Schrijf het vervolg van de brontekst over billijkheid in het economisch herstel, aansluitend op de laatste zin.

• _Brontekst_:
-- -- --

Het EESC beveelt ten zeerste aan om de negatieve economische en verdelingseffecten van de stijgende energieprijzen aan te pakken. Deze prijsstijging zou het gevolg kunnen zijn van het krachtige herstel van de economische bedrijvigheid en van verstoringen aan de aanbodzijde, waarna de prijzen zouden kunnen normaliseren zodra de economische ontwikkeling stabieler wordt. Een en ander zet echter onmiddellijk de productie en het concurrentievermogen van de industrie onder druk. Bovendien zullen hoge groothandelsprijzen voor energie waarschijnlijk van invloed zijn op de detailhandelsprijzen, waardoor de voedselprijzen verder zullen stijgen. Zelfs als deze effecten van voorbijgaande aard zijn, kunnen zij een neerwaartse druk op de koopkracht van de lonen veroorzaken, waardoor huishoudens met een lager inkomen in armoede dreigen te vervallen. Het EESC steunt de inspanningen om deze ontwikkelingen tegen te gaan.

3.3.   Billijkheid

3.3.1.

Zwakke sociale bescherming, onevenwichtigheden en ongelijkheden waren al lang vóór de COVID-19-crisis een probleem. Met meer dan 20 % van de EU-burgers die het risico lopen op armoede en sociale uitsluiting, sprak de ECB al in 2016 van een ernstige onevenwichtigheid in de verdeling van de netto rijkdom (9). Volgens het “World Poverty Report” (2018) van de Wereldbank (10) zijn in de afgelopen drie decennia iets meer dan een miljard mensen uit de absolute armoede getild, vooral dankzij de vermindering van de armoede in China. De pandemie heeft deze positieve ontwikkeling vertraagd. Ondertussen is de rijkdom nog steeds in weinig handen geconcentreerd en zijn de superrijken in de voorbije kwarteeuw alleen maar rijker geworden (11). De Commissie wijst terecht op toenemende ongelijkheid als gevolg van de pandemie. Ongelijkheid is niet alleen een probleem op zich, maar remt ook de economische ontwikkeling af doordat zij de particuliere vraag drukt en een voedingdsbodem is voor sociale spanningen. Betere banen, fatsoenlijke lonen en goede arbeidsvoorwaarden, werkgelegenheid voor kansarme groepen en het recht op collectieve onderhandelingen zijn dan ook van cruciaal belang. Het EESC benadrukt het belang van eerbiediging van de nationale arbeidsverhoudingen en de autonomie van de sociale partners bij de bevordering van dergelijk beleid.

3.3.2.

Het EESC is ingenomen met de stelling van de Commissie dat billijkheid centraal moet staan in het herstel. In het licht van problematische ongelijkheid, verontrustende armoedecijfers en politieke spanningen, zijn sociale duurzaamheid, gendergelijkheid, gelijke kansen, non-discriminatie en eerlijke verdeling belangrijke doelen op zich. Het EESC beveelt dan ook ten zeerste aan om niet alleen aandacht te besteden aan de groene en digitale transitie (de zogenaamde “dubbele transitie”), maar ook aan sociale duurzaamheid. Het EESC benadrukt dat de fundamenten voor toekomstige welvaart en veerkracht alleen kunnen worden gelegd als wordt gestreefd naar een groene en digitale transitie die eerlijk en billijk is, wat betekent dat er sprake moet zijn van duurzame sociale voorwaarden.

-- -- --

[Opgeslagen vermeldingen]

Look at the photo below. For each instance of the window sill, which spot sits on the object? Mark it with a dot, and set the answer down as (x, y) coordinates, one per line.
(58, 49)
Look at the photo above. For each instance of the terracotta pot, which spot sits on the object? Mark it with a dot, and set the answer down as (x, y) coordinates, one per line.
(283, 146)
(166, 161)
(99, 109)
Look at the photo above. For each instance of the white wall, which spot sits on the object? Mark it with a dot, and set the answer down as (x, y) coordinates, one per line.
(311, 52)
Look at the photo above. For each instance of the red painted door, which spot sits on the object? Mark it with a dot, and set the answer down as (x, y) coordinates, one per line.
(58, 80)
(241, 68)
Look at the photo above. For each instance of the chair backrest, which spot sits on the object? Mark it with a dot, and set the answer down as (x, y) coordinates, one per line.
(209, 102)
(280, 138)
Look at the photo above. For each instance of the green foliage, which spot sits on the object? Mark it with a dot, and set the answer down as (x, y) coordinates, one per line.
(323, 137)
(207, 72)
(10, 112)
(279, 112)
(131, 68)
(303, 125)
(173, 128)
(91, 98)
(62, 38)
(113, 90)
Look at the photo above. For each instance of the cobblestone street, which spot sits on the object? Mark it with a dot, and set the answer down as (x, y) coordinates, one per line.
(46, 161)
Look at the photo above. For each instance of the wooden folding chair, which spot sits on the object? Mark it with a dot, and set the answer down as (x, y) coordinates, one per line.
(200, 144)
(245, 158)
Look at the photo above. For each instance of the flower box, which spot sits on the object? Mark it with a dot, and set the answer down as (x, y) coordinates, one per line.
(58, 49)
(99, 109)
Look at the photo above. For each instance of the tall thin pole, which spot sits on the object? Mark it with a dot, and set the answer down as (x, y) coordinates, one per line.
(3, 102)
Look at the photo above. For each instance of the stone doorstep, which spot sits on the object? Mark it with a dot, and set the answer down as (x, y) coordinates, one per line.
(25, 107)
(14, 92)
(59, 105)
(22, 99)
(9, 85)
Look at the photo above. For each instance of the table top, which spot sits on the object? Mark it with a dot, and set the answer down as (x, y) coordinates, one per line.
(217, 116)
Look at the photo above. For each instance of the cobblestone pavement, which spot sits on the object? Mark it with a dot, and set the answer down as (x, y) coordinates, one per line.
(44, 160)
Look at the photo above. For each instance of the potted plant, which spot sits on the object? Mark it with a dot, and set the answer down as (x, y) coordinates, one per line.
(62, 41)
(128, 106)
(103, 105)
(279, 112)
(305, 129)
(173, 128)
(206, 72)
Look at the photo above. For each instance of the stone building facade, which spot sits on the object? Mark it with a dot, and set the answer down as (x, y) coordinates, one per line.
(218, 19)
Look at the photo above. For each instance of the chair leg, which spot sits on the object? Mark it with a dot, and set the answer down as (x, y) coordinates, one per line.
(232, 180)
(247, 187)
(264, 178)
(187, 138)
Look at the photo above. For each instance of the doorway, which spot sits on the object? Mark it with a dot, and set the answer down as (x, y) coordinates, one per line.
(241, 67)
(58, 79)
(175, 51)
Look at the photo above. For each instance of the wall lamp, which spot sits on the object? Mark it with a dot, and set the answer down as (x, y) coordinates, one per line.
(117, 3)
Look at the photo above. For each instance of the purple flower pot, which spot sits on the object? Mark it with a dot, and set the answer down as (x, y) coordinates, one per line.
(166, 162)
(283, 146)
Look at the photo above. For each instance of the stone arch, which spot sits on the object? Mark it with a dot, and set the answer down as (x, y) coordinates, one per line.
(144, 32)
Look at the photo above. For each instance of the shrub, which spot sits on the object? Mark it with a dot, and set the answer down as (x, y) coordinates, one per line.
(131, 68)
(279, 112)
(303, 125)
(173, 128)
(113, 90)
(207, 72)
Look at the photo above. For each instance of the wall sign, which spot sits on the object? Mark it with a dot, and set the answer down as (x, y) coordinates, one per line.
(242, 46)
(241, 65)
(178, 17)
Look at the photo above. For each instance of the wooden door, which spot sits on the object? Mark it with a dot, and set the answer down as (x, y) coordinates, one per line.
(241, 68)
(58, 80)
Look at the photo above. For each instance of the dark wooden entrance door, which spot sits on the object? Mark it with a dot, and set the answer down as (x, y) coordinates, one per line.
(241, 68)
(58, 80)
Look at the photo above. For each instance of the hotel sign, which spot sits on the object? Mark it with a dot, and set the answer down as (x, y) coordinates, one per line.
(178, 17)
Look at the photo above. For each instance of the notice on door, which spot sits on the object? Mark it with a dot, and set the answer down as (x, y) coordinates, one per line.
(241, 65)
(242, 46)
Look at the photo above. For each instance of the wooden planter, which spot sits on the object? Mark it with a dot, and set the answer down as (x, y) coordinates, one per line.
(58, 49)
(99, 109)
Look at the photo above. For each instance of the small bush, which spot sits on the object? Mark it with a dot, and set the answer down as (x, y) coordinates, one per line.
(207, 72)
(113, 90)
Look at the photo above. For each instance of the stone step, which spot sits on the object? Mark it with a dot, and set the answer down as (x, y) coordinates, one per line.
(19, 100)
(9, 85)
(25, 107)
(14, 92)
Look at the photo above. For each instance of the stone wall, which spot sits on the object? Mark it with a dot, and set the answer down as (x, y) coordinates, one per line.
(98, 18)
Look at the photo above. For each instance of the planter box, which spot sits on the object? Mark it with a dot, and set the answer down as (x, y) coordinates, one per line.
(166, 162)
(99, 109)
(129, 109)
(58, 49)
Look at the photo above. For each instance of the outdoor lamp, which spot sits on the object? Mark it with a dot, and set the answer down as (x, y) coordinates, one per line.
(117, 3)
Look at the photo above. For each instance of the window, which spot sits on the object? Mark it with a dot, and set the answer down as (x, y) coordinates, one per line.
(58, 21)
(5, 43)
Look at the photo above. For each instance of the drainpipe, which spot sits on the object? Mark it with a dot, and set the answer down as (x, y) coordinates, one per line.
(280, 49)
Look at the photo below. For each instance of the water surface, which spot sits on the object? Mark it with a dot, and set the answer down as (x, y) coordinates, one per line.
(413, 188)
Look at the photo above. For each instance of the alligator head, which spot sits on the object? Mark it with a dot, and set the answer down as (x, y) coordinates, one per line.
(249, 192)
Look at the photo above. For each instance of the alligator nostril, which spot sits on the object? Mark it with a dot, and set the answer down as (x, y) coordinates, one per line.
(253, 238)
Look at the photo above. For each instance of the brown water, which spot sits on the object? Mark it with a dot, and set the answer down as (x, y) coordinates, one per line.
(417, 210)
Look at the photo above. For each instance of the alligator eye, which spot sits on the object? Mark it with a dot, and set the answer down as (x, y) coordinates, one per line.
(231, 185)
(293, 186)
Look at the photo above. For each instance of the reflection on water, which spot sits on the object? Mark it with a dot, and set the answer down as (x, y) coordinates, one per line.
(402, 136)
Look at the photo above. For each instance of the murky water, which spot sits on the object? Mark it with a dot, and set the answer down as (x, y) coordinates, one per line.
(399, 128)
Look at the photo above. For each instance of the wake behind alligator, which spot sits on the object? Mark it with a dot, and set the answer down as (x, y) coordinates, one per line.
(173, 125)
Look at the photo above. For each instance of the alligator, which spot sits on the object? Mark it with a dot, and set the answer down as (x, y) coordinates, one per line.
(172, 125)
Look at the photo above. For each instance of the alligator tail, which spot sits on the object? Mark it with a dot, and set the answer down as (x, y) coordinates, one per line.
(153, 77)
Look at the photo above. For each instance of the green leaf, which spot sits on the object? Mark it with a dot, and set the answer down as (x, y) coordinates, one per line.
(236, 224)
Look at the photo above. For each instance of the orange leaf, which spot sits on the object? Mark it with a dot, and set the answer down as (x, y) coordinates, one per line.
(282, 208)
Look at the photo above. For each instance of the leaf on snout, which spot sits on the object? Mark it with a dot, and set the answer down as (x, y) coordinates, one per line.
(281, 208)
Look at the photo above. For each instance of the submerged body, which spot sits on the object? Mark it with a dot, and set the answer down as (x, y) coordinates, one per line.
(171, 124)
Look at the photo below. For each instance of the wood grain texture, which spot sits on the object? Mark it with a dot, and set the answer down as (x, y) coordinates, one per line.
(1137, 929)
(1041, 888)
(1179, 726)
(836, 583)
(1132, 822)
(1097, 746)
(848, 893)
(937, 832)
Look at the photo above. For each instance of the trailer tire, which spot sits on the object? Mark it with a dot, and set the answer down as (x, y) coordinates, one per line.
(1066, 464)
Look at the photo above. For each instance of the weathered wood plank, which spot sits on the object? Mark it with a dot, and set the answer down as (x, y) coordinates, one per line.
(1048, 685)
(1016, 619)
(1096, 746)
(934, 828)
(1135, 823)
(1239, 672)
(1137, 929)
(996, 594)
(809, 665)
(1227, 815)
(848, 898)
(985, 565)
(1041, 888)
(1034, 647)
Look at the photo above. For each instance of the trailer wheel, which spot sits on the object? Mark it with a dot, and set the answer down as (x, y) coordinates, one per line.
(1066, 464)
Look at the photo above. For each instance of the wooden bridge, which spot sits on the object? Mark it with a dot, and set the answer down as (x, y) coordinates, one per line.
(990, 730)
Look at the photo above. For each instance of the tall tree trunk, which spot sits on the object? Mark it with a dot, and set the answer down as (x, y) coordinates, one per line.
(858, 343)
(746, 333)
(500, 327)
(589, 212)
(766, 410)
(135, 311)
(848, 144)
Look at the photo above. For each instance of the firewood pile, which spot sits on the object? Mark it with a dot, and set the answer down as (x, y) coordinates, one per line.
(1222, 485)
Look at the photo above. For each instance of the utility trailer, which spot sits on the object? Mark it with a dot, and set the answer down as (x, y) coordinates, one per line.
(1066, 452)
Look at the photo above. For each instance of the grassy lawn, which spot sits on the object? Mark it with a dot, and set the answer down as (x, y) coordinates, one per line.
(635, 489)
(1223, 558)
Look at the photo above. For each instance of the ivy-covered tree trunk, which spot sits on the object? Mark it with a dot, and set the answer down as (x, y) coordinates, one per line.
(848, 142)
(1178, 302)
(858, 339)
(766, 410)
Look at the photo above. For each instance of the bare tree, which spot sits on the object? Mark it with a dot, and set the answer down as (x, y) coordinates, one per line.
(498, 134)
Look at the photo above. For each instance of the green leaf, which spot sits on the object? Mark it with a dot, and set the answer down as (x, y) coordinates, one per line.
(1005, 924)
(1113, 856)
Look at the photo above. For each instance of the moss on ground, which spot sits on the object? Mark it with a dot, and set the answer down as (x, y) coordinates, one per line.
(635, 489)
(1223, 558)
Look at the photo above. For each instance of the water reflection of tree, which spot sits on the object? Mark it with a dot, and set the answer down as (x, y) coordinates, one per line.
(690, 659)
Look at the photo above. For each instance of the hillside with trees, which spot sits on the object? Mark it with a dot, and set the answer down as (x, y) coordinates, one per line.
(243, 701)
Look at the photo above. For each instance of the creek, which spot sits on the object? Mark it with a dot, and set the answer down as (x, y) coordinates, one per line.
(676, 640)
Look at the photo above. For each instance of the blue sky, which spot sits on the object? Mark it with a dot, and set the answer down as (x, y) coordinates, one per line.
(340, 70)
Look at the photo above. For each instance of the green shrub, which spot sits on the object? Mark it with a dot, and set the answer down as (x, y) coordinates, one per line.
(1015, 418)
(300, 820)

-- -- --

• _Verwacht antwoord_:
3.3.3.

Goed opgezet actief arbeidsmarktbeleid en dito openbare diensten voor arbeidsvoorziening en socialebeschermingsstelsels die mensen helpen hun levensstandaard te behouden in economisch woelige tijden en ook in geval van specifieke individuele behoeften, vormen de basis voor veerkracht en inclusieve groei. Maatregelen voor het behoud van banen, zoals werktijdverkortingsregelingen, hebben op doorslaggevende wijze bijgedragen tot het aanpakken van de negatieve gevolgen van de crisis voor de arbeidsmarkten. Hoewel inkomenssteun en sociale vangnetten een scherpe daling van de inkomens hebben voorkomen, heeft de COVID-19-pandemie ook tekortkomingen in de toegang tot sociale bescherming aan het licht gebracht. Het EESC dringt aan op opwaartse sociale convergentie die bijdraagt tot de algehele crisisbestendigheid van de EU.

3.3.4.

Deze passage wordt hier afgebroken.